* [Your goal]:
Reproduce all of the data below verbatim, line for line, without altering anything.

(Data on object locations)
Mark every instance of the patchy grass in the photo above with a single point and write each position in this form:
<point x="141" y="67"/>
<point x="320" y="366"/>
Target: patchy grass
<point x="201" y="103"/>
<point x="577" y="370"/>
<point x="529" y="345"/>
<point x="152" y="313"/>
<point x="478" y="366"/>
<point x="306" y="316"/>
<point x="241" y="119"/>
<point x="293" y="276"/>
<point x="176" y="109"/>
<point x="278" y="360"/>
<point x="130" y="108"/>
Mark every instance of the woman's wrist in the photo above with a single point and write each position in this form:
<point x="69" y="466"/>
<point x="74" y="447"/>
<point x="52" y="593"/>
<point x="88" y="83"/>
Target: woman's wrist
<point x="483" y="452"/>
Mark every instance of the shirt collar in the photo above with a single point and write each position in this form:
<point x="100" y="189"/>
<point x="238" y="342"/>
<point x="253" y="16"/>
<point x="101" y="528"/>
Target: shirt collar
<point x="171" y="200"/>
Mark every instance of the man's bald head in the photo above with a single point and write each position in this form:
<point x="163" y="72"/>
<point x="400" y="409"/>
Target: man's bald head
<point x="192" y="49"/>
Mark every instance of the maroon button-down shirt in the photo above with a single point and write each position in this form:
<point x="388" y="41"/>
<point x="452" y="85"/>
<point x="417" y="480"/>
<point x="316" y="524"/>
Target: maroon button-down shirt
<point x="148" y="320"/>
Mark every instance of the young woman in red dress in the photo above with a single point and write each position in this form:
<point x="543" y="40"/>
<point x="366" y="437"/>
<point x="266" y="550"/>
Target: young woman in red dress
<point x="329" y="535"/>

* [The output]:
Mark every instance of the patchy grass in the photo above with a single point and write each position in this form:
<point x="141" y="67"/>
<point x="320" y="366"/>
Target: patchy grass
<point x="201" y="103"/>
<point x="577" y="370"/>
<point x="529" y="345"/>
<point x="152" y="313"/>
<point x="478" y="366"/>
<point x="306" y="316"/>
<point x="241" y="119"/>
<point x="293" y="276"/>
<point x="176" y="109"/>
<point x="278" y="360"/>
<point x="130" y="108"/>
Mark every instance of the woman's wrist in the photo above with a single point and write each position in this form:
<point x="69" y="466"/>
<point x="74" y="447"/>
<point x="52" y="593"/>
<point x="88" y="83"/>
Target: woman's wrist
<point x="483" y="452"/>
Mark every instance of the shirt collar in the photo above with a single point and write each position in this form:
<point x="100" y="189"/>
<point x="238" y="342"/>
<point x="253" y="16"/>
<point x="101" y="528"/>
Target: shirt collar
<point x="171" y="200"/>
Mark every instance of the man's bald head in the photo above with a single point and write each position in this form:
<point x="163" y="72"/>
<point x="400" y="409"/>
Target: man's bald head
<point x="192" y="49"/>
Mark every instance of the maroon button-down shirt in the photo above with a single point and write each position in this form:
<point x="388" y="41"/>
<point x="452" y="85"/>
<point x="417" y="480"/>
<point x="316" y="524"/>
Target: maroon button-down shirt
<point x="148" y="320"/>
Mark every instance of the young woman in red dress in the photo above with a single point and write each position in this form:
<point x="543" y="40"/>
<point x="366" y="437"/>
<point x="266" y="550"/>
Target: young woman in red dress
<point x="329" y="535"/>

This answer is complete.